== TEXTAUSZUG

Ein Kreuz mit der Bahn Ein Déjà-vu im weiten Sinne hatte der Zeitungsschreiberling Emil Locke Anfang Mai 1882, als er mit größter Atemnot, in der linken Hand einen schweren Holzkoffer und in der rechten den ruppigen vierjährigen Sohn, zügigen Schrittes dem Leipziger Bahnhof in der Dresdner Neustadt entgegeneilte. Die holde Gattin hastete mit größer werdendem Abstand hinterher. Den Eingang schon in Sichtweite, hörte er das Abfahrtssignal des Zuges.

Alter Leipziger Bahnhof Anfang des 20 Jahrhunderts
Alter Leipziger Bahnhof Anfang des 20 Jahrhunderts

Noch am gestrigen Tag hatte er sich mit Goethes Erlkönig befasst. In der letzten Strophe heißt es:

    „Dem Vater grauset´s, er reitet geschwind,
    Er hält in den Armen das ächzende Kind,
    Erreicht den Hof mit Mühe und Not;
    In seinen Armen das Kind war tot.“

Ärgerlich ließ er Koffer und Kind auf das Pflaster sausen und wünschte die Sächsische Staatsbahn, die Stadt Dresden, das Omnibusunternehmen und die Pferdebahnbetreiber zum Teufel. Nicht mal mit Mühe und Not erreichte er den Bahnhof und das Kind war, dem Herrgott sei Dank, auch nicht tot. Locke war nicht der Einzige, der sich über die unmöglichen Verkehrsanbindungen in der Residenz ärgerte.

====

ARBEITSANWEISUNG 1. Womit hatte sich Emil Locke laut dem Textauszug am Tag vor seiner Ankunft am Bahnhof befasst?

== MATERIAL

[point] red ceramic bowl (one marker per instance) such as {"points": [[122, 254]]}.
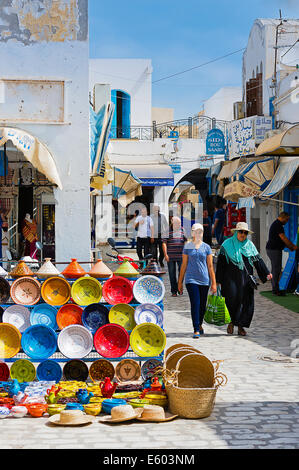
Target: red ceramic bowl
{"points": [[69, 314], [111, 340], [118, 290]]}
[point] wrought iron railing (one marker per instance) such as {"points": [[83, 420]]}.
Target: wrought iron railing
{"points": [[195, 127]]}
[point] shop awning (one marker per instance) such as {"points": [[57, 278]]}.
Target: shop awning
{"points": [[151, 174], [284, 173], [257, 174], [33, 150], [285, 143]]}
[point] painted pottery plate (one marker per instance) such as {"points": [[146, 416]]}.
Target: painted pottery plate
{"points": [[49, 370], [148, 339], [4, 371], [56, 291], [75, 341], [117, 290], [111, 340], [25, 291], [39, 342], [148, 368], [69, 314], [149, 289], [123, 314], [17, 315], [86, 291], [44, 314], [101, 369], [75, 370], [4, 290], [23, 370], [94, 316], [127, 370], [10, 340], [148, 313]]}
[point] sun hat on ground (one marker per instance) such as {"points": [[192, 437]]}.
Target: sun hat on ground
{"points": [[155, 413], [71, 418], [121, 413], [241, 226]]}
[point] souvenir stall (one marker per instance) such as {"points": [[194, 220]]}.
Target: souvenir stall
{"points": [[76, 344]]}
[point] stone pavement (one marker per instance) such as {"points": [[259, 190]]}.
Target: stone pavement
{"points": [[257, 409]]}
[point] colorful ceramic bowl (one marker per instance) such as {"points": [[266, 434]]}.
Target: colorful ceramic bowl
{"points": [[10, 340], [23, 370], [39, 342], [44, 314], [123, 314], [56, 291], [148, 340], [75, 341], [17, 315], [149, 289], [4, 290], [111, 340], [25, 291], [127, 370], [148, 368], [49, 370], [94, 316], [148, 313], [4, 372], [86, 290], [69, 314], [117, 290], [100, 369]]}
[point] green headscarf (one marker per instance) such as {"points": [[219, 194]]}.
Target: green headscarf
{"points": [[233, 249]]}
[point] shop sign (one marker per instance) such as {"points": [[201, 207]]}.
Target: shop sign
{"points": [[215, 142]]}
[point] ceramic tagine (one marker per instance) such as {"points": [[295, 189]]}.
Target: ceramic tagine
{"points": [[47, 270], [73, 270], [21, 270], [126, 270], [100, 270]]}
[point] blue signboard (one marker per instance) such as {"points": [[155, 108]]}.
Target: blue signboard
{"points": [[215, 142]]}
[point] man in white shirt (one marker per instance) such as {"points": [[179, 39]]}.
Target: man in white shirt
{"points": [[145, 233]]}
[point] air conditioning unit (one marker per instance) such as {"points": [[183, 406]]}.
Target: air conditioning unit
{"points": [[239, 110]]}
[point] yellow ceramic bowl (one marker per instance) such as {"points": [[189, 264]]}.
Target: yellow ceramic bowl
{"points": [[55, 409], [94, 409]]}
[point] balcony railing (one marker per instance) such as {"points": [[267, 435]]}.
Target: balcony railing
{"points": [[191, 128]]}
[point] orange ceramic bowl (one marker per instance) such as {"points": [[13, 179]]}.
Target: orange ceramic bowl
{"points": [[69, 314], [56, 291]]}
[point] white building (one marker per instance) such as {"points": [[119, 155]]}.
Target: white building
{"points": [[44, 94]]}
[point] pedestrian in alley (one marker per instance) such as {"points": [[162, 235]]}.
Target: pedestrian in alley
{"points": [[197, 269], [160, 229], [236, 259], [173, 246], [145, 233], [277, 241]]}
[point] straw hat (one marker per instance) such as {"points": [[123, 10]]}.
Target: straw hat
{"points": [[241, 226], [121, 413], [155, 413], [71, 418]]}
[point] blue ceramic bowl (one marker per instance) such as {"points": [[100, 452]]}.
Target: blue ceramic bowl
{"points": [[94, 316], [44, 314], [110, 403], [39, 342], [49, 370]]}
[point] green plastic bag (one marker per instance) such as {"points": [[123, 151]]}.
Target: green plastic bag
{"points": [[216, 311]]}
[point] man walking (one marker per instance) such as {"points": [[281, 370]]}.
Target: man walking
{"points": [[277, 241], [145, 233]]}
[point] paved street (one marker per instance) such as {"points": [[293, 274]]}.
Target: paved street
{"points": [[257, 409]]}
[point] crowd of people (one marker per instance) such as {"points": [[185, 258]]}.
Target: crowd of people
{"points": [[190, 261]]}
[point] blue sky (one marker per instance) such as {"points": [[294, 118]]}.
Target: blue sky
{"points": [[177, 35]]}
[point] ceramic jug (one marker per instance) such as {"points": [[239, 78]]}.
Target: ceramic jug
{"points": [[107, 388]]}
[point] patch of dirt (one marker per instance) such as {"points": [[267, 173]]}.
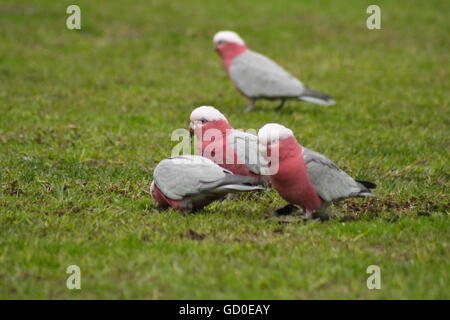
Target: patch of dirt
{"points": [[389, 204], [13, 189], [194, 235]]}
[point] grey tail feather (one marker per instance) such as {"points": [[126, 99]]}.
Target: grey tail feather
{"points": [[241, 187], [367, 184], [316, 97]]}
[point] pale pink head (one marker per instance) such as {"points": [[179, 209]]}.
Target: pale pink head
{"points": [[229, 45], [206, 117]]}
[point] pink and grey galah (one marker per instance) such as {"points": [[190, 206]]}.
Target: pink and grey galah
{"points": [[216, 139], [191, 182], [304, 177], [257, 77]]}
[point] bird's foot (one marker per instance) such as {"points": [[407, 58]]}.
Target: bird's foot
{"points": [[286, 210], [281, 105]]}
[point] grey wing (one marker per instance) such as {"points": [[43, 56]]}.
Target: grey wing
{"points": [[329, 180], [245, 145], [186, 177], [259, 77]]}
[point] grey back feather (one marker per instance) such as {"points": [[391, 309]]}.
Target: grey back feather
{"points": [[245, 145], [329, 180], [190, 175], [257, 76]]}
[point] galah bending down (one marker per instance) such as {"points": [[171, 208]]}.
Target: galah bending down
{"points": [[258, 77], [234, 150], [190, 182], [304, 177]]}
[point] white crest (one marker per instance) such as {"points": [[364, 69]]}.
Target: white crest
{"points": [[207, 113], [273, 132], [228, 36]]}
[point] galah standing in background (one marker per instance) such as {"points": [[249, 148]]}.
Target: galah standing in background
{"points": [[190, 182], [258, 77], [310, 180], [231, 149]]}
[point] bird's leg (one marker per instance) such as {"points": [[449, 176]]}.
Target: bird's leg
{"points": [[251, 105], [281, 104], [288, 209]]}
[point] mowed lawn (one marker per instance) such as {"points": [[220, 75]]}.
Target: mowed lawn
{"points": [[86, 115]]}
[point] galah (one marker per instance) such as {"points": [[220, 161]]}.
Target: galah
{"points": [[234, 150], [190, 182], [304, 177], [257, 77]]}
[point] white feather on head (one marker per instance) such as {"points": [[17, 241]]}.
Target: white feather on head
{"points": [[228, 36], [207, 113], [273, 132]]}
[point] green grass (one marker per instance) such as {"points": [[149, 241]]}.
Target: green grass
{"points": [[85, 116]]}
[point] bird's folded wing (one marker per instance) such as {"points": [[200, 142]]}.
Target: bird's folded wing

====

ARBEITSANWEISUNG 2. Zeigen Sie sämtliche Zeilen der Datensätze, in denen das Wort „souvenir“ vorkommt.

LÖSUNG 1. Mit Goethes Erlkönig.

LÖSUNG 2.
[point] souvenir stall (one marker per instance) such as {"points": [[194, 220]]}.
Target: souvenir stall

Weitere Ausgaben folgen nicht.